— BEGIN Exercise input —

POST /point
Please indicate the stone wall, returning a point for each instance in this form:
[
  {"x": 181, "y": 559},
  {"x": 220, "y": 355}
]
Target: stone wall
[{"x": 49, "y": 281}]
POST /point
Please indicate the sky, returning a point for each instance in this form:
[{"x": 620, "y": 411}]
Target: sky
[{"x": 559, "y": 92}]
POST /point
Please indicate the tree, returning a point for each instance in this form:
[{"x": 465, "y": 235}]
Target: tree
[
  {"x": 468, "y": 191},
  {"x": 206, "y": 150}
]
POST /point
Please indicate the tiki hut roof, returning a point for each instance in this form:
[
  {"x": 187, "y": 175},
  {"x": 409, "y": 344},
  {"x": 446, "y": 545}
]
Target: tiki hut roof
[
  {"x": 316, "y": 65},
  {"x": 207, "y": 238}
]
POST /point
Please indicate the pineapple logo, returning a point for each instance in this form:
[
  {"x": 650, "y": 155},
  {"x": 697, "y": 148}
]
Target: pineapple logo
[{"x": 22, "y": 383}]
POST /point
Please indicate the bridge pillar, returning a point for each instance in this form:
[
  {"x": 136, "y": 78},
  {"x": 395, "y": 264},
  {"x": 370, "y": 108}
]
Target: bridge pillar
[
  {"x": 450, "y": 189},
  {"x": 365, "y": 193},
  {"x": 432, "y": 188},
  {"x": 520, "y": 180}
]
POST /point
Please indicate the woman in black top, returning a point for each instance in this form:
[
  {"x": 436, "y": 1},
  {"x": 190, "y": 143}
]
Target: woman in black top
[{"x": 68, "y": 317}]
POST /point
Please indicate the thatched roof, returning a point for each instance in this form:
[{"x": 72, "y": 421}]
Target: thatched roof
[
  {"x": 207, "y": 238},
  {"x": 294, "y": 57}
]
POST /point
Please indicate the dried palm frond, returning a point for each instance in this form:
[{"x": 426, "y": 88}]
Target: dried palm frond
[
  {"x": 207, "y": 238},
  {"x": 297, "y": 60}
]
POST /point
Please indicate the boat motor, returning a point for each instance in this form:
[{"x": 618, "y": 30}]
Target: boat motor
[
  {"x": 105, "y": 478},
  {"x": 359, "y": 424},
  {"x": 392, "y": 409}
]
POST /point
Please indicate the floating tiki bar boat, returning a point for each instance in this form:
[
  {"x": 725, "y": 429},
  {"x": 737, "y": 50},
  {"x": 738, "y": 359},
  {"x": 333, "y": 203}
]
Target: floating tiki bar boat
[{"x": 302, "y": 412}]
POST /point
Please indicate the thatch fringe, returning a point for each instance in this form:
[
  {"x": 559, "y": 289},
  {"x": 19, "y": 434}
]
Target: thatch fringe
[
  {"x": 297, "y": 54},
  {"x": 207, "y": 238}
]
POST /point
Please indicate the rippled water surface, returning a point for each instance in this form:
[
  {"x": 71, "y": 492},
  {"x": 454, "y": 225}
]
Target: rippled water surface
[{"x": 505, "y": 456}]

— END Exercise input —

- _Prompt_: Count the lines in the items above that contain the string "thatched", and reply with the number alone.

- _Task result_: 2